• [Work task]:
Answer these questions using the text on Bhutan's economy below.
(a) At what rate is Bhutan's GDP projected to grow this year?
(b) At what rate did the Bhutanese economy grow in 2021?
(c) Roughly what share of GDP did the service sector contribute in 2021?

• [Selected text]:
Despite the two prolonged lockdowns from mid-January to March because of the Covid-19 pandemic, Bhutan’s economy measured in the gross domestic product (GDP) is projected to grow at 4.9 percent this year.
This is according to the finance ministry’s fourth quarter macro-economic situation report released recently.
The economy is expected to grow with the country achieving mass vaccination backed by robust policy measures and gradual opening up of tourism by September this year, the ministry stated, adding that there is no emergence of new variants or mobility restrictions while government spending continues to boost aggregate demand and investments.
In 2021, the Bhutanese economy grew at 4.1 percent, an increase of 14.1 percentage points compared to a decline of -10.1 percent in 2020. The economy was supported by the government’s expansionary fiscal policy, monetary support and progressive relaxation of containment measures.
The agriculture sector is expected to slightly grow at 2.18 percent from 2.05 percent last year after a growth of 4.6 percent in 2020 because of reduced production in the livestock and forestry sector.
The industry sectors namely mining, quarrying, and construction would see a growth of 4.37 percent from 1.96 percent last year.
However, the service sector would dip to 5.42 percent from 6.3 percent this year. Despite the tourism industry being at a standstill, the revival in retail trade and other domestic businesses, steered the growth of the service sector, contributing around 44 percent to the GDP in 2021.
GDP represents the flow of goods and services because of the economic activities that take place in the economy. It is the sum of the values of all goods and services produced within the economic boundary of the country, which is available for final uses such as consumption, investment, and exports.
An expansion of GDP results in the creation of jobs, and an increase in people’s income levels and consumption capacity. It also means higher profits for companies, including the government and corporations.
However, the finance ministry stated that because of the heightened global and regional uncertainties coupled with emerging issues within the domestic economy, down risk to growth is anticipated.

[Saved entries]
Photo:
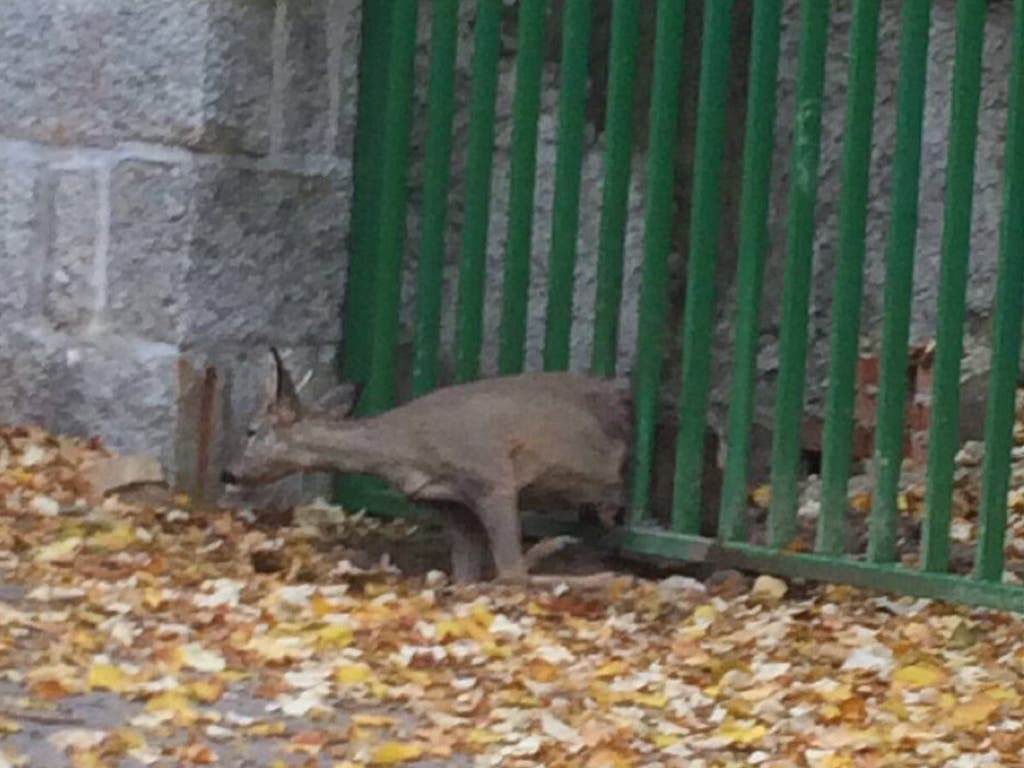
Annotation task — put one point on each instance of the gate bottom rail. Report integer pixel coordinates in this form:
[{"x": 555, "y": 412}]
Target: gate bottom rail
[{"x": 885, "y": 578}]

• [Result]:
(a) 4.9 percent
(b) 4.1 percent
(c) Around 44 percent